### Given request 1
In the forum thread on exotic animals in Australia, what does tooninoz say this issue is no different to?
### Given request 2
Please extend the forum thread on exotic animals in Australia with a few more posts that follow its last one.

### Document segment

########

I dont keep exotics or want them . but the effects of exotics is well and truly been blown out of proportion .from the reaserch ive done . if you dont like them keep away from them . what away to live dobing everyone in . so anyone say smoking the weed going to dob them all in ?,. crap the list gos on . people that make a point of dobing people in i think it will come back on you in the end . also you want to make sure your a clean skin and this cant backfire. the only thing i would be worried about is if someone wanted to get personal or harm your family . :evil:


----------



## wiz-fiz (Jan 1, 2009)

Wild_Storm said:


> And what will that achieve? As some one has already said- if they have gotten them into Australia and are breeding them, chances are their ID on here will be fake.
> 
> Willia, I remember when I was 12 and I thought I could save and change things, but it doesn't work like that... And I should know... I had someone poison my partner's dog (which was a gift from me)... I had to resort to dishonest behaviours to get the poisoner to admit what they had done. :cry::cry: And I had trusted that person with a lot of things.


 

thats horrible, what bwas theyre punishment? a poison that bring you close to death, but no where near it?


Will


----------



## tooninoz (Jan 1, 2009)

Mavrick said:


> We could argue pros and cons towards it until we're blue in the face. I know I'd love some of those exotics, we all would. But we have our laws for good reason, and escaped/released animals, no matter the severity of their impact is not a good thing. So I say do the right thing if someone offers one to you, and try not to get out the pitchforks in the mean time if you haven't been offered.



Probably the most sensible comment on the subject. This issue is no different to Savannah cats etc etc. Far too great a risk.

########

### Recorded information
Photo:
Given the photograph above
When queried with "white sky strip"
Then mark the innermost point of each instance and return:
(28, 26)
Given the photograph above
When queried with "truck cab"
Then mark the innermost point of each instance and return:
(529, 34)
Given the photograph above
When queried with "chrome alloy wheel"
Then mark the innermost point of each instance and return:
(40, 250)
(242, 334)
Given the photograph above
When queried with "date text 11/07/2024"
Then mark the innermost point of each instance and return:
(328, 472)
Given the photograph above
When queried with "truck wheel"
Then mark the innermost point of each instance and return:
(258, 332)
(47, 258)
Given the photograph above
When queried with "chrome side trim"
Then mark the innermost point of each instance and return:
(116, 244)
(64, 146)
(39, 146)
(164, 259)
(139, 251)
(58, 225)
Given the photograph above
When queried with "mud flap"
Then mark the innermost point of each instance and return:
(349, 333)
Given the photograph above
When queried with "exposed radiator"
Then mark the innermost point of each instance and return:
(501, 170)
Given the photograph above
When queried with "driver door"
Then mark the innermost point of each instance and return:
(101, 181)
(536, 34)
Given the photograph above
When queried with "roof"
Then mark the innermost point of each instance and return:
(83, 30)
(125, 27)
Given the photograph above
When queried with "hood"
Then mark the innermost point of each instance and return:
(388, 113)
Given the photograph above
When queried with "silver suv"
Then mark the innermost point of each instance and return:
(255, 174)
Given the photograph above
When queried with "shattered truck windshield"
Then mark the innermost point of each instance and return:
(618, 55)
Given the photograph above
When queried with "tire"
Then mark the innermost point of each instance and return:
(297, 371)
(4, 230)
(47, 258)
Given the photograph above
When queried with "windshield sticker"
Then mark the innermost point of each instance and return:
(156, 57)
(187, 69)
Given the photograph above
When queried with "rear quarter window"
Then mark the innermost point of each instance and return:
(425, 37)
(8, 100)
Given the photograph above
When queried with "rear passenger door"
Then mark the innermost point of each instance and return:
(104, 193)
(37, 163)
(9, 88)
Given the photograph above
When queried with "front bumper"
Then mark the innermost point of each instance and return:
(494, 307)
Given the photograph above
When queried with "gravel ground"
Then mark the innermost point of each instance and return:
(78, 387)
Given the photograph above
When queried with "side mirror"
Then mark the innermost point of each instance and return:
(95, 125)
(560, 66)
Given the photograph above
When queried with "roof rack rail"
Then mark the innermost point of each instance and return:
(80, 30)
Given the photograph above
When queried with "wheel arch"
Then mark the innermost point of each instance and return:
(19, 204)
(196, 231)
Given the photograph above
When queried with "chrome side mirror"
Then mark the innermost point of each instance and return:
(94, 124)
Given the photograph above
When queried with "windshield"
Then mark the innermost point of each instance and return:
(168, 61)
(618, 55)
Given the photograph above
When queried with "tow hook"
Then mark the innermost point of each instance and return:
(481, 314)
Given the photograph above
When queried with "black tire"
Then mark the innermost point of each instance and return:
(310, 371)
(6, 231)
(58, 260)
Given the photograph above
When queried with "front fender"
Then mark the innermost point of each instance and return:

########

### Final result 1
Savannah cats.

### Final result 2
----------



## Brigsy (Jan 1, 2009)

When i was looking at getting my licence a guy told me not too worry about getting one as he could get me what ever i wanted including boas (200ea) and balls (150). I said nah i will do things the rite way. Just shows how easy it is too obtain them And with no licence cant track what they have.


----------



## Kirby (Jan 1, 2009)

OI !!!!!!


this isnt a thread to debate whether pots worse then exotics, or whether or not i should post who it was. 

anyone else Pm'd? and for the rest of it, the mods know and will act upon it. 

i havent told anyone except those i know would bother with exotics. or were Pm'd aswell.


----------



## Slateman (Jan 2, 2009)

Kirby said:


> hey everyone,
> 
> it would seem people are using the recent 'if you could own an exotic, what would it be?' thread as a means of finding interested buyers for exotics.
> 
> ...


Iam sure that aps members know what is right and what is wrong.
Selling Or BUYING is illegal.
People who like to take risk like that, are asking for trouble and can loose collection, freedom or large sum of money.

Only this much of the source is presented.